# [Obiettivo indicato A]
Secondo l'estratto sul turismo in Italia, quanto ha contribuito l'industria turistica al prodotto interno lordo italiano nel 2017?

# [Estratto del documento]
== == ==

E' online che i viaggiatori si informano prima di avventurarsi in un nuovo viaggio. Per questa ragione, gruppi turistici, agenzie di viaggio online, hotel, compagnie aeree e molte altre realtà turistiche si rivolgono al Web per raggiungere un pubblico interessato e per accompagnarlo durante il suo percorso di scelta e di acquisto. Uno scenario valido anche nel Paese Italia in cui l'Industria Turistica ha contribuito al prodotto interno lordo italiano nel 2017 per 223,2 miliardi di euro (il 13% del PIL) e che si prevede raggiungerà il 14,3 per cento nel 2028*. I ricavi del turismo in Italia sono nel mentre attesi a 2.700 milioni di euro entro la fine del primo trimestre 2020 (secondo le aspettative dei modelli macroeconomici globali e degli analisti di Trading Economics). In prospettiva, si stima che i Ricavi del Turismo in Italia si attestino a 2.500 milioni di euro tra 12 mesi.

== == ==

# [Obiettivo indicato B]
Riporta le righe dell'elenco da quella che contiene "step you can see." fino a quella che contiene "[447,505,686,758]", entrambe comprese. Sostituisci "field block 7" con "field block 9" e lascia invariato tutto il resto.

== == ==

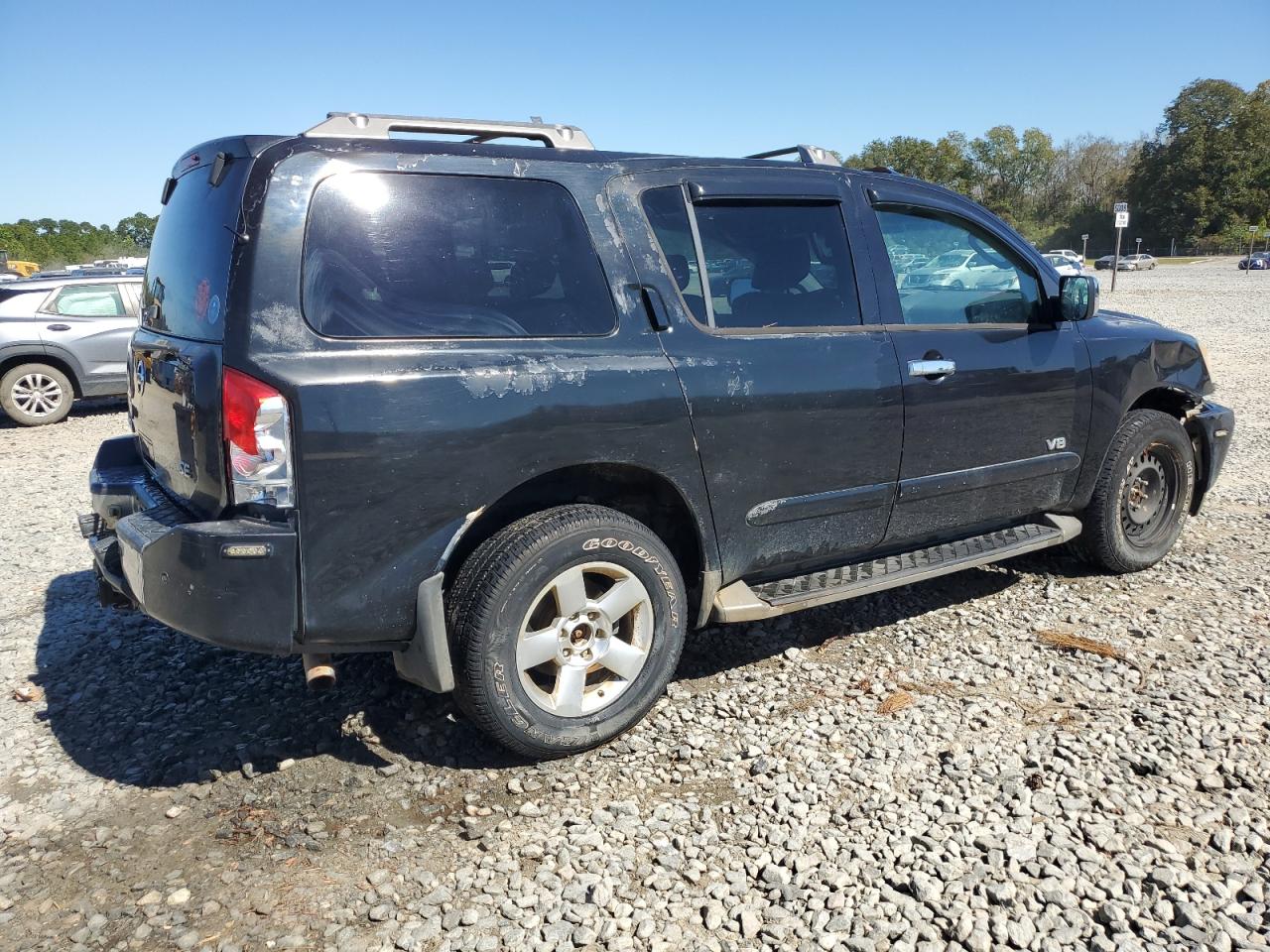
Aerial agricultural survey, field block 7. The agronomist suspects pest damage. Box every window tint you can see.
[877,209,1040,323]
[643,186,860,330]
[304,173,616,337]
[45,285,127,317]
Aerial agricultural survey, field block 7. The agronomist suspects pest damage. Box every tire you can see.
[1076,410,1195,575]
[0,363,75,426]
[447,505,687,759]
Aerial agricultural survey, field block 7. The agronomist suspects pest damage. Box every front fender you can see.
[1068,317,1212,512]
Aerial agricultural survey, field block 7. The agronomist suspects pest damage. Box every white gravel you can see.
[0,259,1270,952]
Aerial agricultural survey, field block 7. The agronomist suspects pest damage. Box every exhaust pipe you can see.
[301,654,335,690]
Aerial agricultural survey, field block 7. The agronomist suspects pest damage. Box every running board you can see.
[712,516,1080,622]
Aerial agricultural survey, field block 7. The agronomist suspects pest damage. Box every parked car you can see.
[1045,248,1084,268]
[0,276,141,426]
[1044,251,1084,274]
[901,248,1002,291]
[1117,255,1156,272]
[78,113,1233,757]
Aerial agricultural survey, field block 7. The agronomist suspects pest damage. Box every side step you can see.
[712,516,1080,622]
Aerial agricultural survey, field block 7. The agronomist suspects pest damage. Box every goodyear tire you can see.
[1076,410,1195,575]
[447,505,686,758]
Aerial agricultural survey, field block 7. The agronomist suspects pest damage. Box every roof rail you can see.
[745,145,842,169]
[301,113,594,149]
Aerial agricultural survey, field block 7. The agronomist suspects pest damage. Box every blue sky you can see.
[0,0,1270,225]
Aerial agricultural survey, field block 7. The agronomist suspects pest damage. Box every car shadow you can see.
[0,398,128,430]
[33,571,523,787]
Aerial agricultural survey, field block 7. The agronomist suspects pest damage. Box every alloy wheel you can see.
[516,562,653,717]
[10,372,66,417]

== == ==

# [Risposta scritta A]
223,2 miliardi di euro, pari al 13% del PIL.

# [Risposta scritta B]
Aerial agricultural survey, field block 9. The agronomist suspects pest damage. Box every side step you can see.
[712,516,1080,622]
Aerial agricultural survey, field block 9. The agronomist suspects pest damage. Box every goodyear tire you can see.
[1076,410,1195,575]
[447,505,686,758]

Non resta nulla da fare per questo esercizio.